Region pointing data
[Start of section]
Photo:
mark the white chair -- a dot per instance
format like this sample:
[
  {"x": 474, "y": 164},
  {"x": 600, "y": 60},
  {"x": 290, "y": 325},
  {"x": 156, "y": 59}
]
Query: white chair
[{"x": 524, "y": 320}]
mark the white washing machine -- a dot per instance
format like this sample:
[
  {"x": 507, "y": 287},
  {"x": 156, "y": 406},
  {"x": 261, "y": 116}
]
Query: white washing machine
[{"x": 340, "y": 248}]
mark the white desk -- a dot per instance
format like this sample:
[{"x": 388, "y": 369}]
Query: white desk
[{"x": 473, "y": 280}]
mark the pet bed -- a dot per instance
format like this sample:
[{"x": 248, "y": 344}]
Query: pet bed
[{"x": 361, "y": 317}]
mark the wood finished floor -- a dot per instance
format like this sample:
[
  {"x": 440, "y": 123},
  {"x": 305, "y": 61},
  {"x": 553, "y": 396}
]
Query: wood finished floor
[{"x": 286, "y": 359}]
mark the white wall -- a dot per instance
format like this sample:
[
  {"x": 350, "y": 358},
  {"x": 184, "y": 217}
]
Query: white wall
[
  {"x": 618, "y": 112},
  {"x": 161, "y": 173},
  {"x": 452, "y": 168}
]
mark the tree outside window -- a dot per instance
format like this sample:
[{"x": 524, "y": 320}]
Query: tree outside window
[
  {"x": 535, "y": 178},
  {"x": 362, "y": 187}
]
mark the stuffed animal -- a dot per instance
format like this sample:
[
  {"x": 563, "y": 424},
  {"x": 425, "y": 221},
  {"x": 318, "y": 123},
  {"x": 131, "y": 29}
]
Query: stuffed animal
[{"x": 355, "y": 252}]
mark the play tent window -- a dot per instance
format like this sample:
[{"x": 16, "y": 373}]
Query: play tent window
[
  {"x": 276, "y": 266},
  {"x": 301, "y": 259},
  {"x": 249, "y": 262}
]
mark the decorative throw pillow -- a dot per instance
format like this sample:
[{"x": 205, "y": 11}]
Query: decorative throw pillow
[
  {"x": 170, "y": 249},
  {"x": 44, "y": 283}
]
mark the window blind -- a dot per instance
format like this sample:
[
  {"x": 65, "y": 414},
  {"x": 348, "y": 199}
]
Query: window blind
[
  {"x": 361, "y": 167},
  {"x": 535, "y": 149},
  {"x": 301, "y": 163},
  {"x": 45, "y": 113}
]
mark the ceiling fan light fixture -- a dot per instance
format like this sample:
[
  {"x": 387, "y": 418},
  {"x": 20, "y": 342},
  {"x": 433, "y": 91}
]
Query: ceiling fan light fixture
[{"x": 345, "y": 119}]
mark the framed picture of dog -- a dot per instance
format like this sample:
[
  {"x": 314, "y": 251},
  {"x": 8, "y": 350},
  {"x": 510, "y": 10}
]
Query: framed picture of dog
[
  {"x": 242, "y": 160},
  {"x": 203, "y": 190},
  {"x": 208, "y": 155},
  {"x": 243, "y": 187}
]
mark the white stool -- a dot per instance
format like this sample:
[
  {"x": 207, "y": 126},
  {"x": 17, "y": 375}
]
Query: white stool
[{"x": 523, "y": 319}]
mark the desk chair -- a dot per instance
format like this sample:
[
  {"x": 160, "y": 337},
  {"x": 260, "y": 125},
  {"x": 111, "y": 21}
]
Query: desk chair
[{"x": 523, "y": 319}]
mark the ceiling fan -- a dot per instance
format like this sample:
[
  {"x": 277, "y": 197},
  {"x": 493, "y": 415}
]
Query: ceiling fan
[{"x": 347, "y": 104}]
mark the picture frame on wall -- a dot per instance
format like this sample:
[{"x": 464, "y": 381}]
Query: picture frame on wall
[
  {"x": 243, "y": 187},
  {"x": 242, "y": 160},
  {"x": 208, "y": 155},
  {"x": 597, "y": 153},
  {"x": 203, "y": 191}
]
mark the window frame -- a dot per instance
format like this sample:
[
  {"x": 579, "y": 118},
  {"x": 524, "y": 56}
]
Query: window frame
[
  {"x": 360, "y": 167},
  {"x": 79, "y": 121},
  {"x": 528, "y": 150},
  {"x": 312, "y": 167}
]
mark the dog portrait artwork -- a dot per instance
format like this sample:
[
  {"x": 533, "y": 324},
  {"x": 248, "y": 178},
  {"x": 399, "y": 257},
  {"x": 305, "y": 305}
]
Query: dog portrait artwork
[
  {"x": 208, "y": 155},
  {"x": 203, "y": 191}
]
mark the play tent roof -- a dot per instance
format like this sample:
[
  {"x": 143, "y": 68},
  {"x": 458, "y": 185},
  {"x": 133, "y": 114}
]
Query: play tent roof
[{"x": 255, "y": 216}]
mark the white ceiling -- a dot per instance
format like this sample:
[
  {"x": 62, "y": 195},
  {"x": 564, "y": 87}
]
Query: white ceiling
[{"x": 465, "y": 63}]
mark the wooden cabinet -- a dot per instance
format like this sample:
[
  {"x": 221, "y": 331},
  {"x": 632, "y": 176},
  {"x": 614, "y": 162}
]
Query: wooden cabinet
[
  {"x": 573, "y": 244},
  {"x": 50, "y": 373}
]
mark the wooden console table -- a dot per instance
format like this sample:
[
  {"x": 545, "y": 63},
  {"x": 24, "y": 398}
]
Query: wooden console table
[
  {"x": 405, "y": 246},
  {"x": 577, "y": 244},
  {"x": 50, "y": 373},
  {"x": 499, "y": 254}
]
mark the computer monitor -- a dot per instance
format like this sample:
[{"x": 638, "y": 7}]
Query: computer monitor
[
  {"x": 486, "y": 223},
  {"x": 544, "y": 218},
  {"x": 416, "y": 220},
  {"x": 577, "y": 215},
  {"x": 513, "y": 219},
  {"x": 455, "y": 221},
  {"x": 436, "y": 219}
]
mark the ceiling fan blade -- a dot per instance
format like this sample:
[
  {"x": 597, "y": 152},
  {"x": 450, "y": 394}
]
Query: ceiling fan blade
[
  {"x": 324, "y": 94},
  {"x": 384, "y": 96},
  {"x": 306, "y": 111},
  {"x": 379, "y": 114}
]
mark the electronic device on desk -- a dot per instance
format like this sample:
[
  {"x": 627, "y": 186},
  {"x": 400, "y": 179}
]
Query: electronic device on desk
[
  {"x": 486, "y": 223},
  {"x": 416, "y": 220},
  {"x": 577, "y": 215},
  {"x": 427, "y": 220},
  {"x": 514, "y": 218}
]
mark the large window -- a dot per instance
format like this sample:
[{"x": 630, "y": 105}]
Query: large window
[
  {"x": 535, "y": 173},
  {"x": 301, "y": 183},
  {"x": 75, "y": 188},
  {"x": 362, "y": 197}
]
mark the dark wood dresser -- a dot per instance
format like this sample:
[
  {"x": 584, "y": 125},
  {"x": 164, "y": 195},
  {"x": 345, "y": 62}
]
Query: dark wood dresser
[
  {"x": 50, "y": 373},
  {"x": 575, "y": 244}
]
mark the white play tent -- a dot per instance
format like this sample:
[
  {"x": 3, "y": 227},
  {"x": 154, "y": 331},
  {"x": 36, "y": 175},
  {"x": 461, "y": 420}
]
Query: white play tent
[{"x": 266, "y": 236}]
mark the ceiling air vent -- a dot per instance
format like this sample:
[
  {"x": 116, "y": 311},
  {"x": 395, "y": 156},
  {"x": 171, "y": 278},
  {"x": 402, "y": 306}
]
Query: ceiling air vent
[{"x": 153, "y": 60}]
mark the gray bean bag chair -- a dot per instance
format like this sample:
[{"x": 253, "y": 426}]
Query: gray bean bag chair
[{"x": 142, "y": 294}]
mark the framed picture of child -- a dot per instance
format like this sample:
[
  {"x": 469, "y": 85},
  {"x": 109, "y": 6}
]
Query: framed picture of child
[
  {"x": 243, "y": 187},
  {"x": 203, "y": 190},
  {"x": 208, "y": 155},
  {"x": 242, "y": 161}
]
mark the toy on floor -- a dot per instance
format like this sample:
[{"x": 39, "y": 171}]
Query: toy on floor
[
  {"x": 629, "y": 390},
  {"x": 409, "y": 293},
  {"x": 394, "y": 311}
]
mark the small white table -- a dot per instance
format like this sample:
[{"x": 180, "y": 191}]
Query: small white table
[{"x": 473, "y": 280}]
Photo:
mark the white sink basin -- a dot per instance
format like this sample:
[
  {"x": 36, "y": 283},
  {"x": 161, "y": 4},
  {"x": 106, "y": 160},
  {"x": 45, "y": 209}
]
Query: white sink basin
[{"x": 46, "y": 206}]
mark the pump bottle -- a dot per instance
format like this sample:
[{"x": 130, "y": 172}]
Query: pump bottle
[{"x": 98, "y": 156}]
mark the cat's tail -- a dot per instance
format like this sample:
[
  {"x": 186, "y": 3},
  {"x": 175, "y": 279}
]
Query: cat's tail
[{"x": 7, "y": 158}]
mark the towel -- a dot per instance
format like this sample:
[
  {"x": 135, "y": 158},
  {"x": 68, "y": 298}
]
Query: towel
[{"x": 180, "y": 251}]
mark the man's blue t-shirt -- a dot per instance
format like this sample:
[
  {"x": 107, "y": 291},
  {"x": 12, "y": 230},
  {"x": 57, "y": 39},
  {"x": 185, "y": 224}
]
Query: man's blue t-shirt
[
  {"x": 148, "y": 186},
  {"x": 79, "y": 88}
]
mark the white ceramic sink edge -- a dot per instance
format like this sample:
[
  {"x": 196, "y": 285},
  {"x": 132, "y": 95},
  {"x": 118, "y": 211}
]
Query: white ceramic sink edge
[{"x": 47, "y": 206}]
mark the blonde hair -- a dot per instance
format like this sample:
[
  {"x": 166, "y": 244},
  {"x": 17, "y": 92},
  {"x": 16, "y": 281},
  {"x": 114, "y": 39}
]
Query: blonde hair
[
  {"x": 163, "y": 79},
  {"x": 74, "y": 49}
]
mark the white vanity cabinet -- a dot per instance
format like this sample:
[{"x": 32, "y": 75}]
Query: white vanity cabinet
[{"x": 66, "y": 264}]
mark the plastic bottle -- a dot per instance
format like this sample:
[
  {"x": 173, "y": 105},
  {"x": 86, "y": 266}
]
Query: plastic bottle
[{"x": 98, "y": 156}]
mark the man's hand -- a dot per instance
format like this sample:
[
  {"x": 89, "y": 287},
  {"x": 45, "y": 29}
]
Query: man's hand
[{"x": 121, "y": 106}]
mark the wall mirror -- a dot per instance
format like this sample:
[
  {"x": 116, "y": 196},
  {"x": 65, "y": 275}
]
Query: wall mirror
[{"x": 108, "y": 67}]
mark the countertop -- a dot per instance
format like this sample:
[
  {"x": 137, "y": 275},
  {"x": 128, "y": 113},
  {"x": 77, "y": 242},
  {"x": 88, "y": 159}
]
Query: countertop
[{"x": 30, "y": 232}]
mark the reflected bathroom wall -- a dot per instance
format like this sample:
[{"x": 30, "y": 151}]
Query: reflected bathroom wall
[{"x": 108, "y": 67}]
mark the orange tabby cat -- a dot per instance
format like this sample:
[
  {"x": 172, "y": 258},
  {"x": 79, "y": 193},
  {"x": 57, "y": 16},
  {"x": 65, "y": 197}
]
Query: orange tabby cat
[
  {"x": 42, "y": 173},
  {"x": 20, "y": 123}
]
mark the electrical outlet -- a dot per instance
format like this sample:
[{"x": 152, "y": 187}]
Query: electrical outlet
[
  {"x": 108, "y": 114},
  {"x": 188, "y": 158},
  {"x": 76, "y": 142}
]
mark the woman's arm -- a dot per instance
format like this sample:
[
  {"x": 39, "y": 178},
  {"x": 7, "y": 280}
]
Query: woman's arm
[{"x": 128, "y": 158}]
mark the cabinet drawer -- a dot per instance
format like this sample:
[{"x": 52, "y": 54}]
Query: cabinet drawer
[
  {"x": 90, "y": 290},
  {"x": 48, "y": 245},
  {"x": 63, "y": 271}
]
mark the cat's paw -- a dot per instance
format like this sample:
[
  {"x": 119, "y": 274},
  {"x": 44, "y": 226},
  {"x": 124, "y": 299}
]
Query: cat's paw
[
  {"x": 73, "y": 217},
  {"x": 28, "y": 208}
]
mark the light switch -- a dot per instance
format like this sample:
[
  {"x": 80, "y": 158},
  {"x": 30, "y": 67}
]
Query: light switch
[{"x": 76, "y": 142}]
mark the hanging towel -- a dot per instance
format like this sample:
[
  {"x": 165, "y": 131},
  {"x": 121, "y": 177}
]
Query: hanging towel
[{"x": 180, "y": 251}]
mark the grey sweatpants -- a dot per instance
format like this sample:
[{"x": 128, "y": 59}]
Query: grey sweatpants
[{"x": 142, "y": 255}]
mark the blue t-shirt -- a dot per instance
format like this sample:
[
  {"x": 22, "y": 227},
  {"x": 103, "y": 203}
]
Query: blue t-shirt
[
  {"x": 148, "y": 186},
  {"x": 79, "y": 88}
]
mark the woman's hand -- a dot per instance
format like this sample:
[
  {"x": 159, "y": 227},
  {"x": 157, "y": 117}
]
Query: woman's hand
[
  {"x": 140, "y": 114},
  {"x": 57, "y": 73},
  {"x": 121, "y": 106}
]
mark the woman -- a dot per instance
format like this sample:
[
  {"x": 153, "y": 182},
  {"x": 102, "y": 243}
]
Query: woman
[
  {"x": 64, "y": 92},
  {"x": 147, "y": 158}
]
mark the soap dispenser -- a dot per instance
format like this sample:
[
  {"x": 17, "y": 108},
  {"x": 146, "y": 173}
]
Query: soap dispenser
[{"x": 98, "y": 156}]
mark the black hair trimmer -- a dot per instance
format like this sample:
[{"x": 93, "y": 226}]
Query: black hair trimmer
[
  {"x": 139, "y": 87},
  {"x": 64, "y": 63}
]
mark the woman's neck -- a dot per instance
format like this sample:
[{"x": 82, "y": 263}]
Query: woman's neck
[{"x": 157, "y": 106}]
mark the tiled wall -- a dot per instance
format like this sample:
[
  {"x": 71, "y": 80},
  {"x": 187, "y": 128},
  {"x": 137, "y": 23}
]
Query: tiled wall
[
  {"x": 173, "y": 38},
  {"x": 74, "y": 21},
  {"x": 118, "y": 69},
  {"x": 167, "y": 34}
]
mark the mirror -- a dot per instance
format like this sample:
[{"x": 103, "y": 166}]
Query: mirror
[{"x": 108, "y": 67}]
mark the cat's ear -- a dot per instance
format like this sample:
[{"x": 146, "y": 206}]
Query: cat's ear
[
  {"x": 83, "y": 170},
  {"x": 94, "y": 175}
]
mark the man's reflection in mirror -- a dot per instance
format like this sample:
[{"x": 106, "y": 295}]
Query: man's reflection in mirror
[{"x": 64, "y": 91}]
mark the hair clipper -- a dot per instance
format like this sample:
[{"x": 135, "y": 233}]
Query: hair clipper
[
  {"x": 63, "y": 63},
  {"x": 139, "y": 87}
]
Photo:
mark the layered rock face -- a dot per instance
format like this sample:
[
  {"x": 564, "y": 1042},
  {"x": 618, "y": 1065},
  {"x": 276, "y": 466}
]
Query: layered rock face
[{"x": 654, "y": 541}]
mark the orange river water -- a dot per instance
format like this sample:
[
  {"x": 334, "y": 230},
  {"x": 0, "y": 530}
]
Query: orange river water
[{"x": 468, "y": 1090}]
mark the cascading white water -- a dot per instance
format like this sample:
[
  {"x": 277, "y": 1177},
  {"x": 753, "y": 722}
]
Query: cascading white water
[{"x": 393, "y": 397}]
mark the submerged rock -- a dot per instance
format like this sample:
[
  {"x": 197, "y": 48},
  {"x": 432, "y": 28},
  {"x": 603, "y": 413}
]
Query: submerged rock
[End of section]
Task to complete
Search the records for the word "submerged" and copy every line where it occurs.

The answer
mark the submerged rock -- a dot per instance
Query: submerged rock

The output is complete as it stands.